# Work to complete
Calculate how many lines of the data hold "instance". The answer consists of that number only.

============

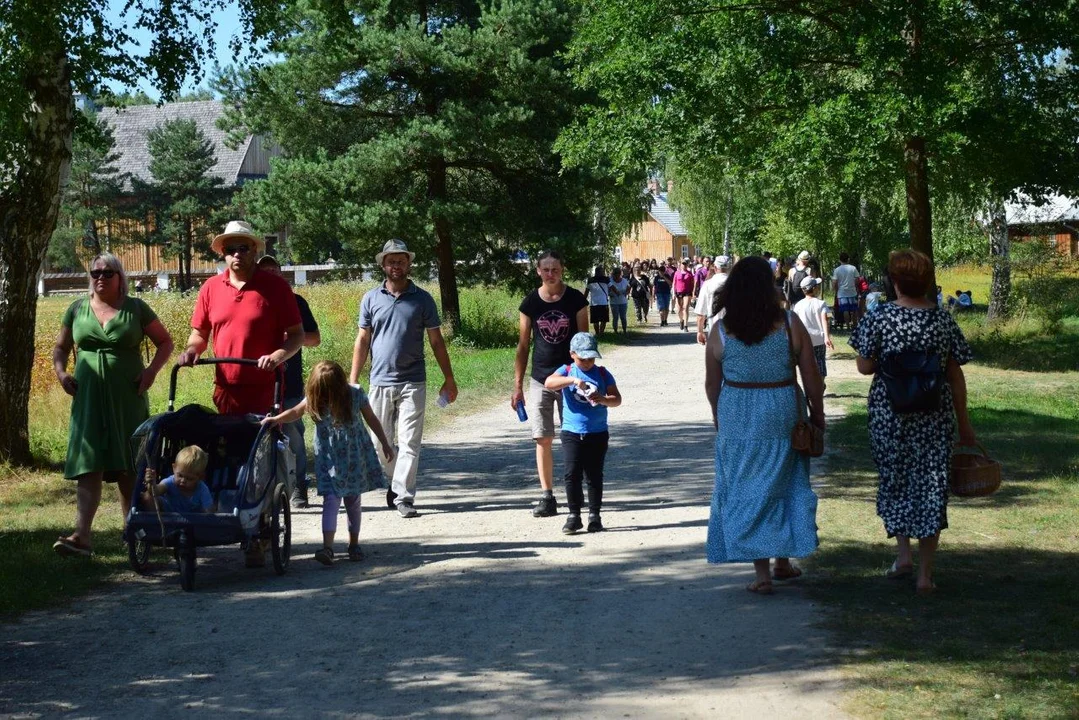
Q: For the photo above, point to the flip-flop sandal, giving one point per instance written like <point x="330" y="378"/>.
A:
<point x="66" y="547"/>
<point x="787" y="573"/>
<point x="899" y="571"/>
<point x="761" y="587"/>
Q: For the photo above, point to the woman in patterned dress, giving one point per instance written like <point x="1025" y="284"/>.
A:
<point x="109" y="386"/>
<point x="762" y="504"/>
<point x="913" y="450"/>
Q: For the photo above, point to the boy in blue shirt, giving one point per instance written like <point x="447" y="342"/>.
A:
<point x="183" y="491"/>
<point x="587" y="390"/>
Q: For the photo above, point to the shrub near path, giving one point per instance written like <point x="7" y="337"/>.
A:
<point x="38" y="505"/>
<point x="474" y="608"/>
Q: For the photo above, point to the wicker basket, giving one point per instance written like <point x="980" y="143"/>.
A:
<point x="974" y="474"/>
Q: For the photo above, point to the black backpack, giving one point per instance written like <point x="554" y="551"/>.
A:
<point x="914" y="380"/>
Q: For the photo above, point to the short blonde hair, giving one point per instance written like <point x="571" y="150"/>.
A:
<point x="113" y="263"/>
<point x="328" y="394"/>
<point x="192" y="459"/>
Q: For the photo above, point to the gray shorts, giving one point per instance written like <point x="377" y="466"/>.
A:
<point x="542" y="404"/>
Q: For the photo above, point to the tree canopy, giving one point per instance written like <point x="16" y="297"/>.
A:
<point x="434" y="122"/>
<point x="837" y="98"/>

============

# Answer section
9